───── Supplied records
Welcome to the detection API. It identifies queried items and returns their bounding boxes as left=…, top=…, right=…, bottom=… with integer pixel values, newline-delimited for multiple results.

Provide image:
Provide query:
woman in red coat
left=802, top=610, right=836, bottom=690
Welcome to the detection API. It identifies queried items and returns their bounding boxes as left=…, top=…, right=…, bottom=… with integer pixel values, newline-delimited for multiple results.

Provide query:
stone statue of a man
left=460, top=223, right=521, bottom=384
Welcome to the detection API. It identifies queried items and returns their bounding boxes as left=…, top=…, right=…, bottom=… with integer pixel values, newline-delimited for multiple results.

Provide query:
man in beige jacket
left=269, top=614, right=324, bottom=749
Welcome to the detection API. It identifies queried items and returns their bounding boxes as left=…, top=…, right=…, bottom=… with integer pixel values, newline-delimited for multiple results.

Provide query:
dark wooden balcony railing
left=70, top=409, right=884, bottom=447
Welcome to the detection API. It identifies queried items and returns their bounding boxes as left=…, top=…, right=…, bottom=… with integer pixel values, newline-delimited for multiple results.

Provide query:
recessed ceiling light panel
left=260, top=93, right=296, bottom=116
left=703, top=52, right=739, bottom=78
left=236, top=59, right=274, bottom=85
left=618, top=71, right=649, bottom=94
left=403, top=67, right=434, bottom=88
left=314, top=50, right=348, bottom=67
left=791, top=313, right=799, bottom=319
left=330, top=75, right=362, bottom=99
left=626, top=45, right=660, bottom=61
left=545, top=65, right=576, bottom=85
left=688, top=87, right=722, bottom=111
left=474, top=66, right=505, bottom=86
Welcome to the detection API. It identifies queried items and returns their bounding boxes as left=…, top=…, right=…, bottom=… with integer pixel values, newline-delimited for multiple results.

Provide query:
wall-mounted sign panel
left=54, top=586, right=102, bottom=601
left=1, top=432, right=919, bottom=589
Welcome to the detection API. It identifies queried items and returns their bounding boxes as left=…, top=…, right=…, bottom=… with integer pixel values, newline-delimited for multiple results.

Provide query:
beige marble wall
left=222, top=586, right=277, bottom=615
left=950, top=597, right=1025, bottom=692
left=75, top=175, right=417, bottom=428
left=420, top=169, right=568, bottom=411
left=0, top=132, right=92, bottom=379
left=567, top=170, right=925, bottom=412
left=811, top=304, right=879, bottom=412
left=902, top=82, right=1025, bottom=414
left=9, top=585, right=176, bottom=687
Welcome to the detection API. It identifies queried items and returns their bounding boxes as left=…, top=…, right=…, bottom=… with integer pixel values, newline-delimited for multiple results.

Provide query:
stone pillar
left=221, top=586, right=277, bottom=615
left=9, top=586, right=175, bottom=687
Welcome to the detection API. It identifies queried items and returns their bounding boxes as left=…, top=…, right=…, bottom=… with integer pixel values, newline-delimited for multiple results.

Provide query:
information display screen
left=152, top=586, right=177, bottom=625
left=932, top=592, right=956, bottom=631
──────────
Exercise details
Your task is to reproduce each entry exactly.

Solution to the problem
Welcome to the detection API. It identifies queried items and returns their bounding boxes as left=…, top=…, right=…, bottom=… with integer pixel values, newline-delimited for multiple results.

Provide image:
Provide query:
woman in red coat
left=802, top=610, right=836, bottom=690
Welcome to the detection API. It identifies queried items and returns their bounding boxes as left=…, top=…, right=…, bottom=… with integer pixel values, newline-delimited for multiple results.

Provide query:
stone statue of a man
left=460, top=223, right=521, bottom=384
Welcome to the detection API. It identifies queried items and returns their bounding boxes as left=…, top=…, right=…, bottom=… with integer pixel values, newline-delimited for multiple results.

Provide query:
man in beige jacket
left=269, top=614, right=324, bottom=749
Welcome to the detection API. It identifies queried items and returns their bounding boxes as left=…, top=…, right=…, bottom=… with integer pixel values, newline-delimited for multiple results.

Provide query:
dark wooden balcony railing
left=70, top=409, right=884, bottom=447
Welcome to the detection API. It identifies queried items and returns their bounding boxes as left=…, top=…, right=…, bottom=… with integer pixel values, newline-delimited for multiple results.

Provide query:
recessed ceiling light panel
left=260, top=93, right=296, bottom=116
left=703, top=52, right=739, bottom=78
left=236, top=59, right=274, bottom=85
left=618, top=71, right=649, bottom=94
left=403, top=67, right=434, bottom=88
left=314, top=50, right=348, bottom=67
left=791, top=313, right=799, bottom=319
left=330, top=75, right=362, bottom=99
left=626, top=45, right=660, bottom=61
left=545, top=65, right=576, bottom=85
left=688, top=87, right=722, bottom=111
left=474, top=66, right=505, bottom=86
Welcome to the detection API. It identifies queried items and returns their bounding boxes as left=…, top=…, right=…, bottom=… with integer pixel values, newline-delimited for multiple results.

Provide query:
wall-mounted sign panel
left=54, top=586, right=102, bottom=601
left=1, top=432, right=919, bottom=589
Welcome to the detection API. It identifies queried items and returns their bounding boxes as left=…, top=…, right=…, bottom=… with integer pixel values, newline-delimited for multiple results.

Provide query:
beige marble wall
left=222, top=586, right=277, bottom=615
left=950, top=597, right=1025, bottom=692
left=75, top=175, right=417, bottom=428
left=420, top=169, right=568, bottom=411
left=0, top=132, right=92, bottom=379
left=567, top=170, right=925, bottom=412
left=811, top=304, right=879, bottom=412
left=902, top=82, right=1025, bottom=414
left=9, top=585, right=176, bottom=687
Welcome to the detection API. It identifies queried items and returns their bounding boxes as left=…, top=…, right=…, bottom=… with integer pixel values, newline-delimited for multiple results.

Provide query:
stone pillar
left=221, top=586, right=277, bottom=615
left=9, top=586, right=175, bottom=687
Welcome to the detection API. It identifies queried items and returns their bounding boxes as left=…, top=…, right=…, bottom=… with integer pixel values, newline-delimited for multiple results.

Provide query:
information display screen
left=152, top=586, right=177, bottom=625
left=932, top=592, right=956, bottom=631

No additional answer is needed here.